-- START MATERIAL PROVIDED --
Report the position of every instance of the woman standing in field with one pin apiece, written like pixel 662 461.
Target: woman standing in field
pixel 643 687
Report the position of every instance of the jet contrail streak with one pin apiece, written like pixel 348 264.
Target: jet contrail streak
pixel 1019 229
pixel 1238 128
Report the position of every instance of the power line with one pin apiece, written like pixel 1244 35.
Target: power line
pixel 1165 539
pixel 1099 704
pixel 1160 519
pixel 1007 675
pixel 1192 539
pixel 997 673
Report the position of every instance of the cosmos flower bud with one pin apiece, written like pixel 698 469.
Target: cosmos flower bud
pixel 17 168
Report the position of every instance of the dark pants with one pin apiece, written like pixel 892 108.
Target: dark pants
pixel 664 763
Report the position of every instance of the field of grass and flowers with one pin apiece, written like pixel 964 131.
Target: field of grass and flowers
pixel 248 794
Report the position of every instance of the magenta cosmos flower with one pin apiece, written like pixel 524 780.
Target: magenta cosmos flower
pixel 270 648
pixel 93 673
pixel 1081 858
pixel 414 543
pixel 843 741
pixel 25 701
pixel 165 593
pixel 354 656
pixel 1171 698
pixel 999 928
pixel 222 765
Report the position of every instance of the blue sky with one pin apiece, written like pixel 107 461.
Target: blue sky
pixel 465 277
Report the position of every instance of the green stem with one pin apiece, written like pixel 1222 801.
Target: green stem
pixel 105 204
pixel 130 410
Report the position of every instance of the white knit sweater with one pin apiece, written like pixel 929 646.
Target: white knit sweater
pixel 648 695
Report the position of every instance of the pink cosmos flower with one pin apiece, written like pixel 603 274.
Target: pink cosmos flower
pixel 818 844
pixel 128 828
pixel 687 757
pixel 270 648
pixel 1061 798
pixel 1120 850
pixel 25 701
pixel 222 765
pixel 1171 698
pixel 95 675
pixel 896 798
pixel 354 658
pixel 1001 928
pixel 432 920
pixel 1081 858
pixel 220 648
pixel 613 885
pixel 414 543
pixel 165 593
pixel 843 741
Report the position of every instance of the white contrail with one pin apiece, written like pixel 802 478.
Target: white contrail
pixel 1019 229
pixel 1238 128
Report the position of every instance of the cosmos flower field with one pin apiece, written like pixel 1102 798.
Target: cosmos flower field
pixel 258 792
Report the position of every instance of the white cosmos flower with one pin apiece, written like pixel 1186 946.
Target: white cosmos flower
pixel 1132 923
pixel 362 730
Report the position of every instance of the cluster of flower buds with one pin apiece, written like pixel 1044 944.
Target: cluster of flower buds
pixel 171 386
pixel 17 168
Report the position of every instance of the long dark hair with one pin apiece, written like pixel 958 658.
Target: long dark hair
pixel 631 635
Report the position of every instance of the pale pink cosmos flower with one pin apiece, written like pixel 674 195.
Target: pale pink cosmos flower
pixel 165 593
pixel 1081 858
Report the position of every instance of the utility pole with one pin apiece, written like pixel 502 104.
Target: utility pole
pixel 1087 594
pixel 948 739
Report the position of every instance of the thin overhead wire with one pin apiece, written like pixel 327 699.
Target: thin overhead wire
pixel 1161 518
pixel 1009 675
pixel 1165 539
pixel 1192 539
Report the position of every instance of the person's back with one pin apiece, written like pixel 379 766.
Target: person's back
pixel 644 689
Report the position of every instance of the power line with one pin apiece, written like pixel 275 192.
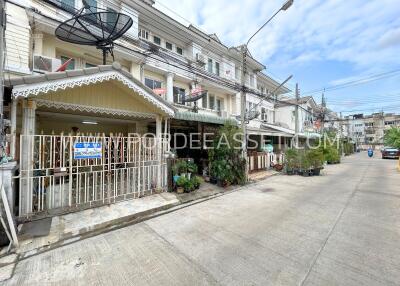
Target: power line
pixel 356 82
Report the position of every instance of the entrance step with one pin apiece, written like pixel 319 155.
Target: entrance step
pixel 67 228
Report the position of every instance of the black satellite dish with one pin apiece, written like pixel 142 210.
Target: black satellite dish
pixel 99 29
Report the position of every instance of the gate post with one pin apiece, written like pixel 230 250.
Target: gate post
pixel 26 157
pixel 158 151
-- END MATERIAL PROVIDED --
== REQUIREMENT ==
Starting at the beginning of the items and going on through the line with "pixel 997 673", switch every "power line" to "electrical wire" and write those lines out again with nothing else changed.

== RESULT OF THIS EXERCISE ==
Report the position of every instance of the woman standing in field with one pin apiece, written like pixel 662 461.
Target: woman standing in field
pixel 643 687
Report the position of every instance of the jet contrail streak with one pin apiece, written like pixel 348 264.
Target: jet contrail streak
pixel 1019 229
pixel 1238 128
Report the position of every instance of the electrical wire with one pin apiece, written like pixel 1244 35.
Target: electrical wire
pixel 1165 539
pixel 1099 704
pixel 1160 519
pixel 1007 675
pixel 1192 539
pixel 997 673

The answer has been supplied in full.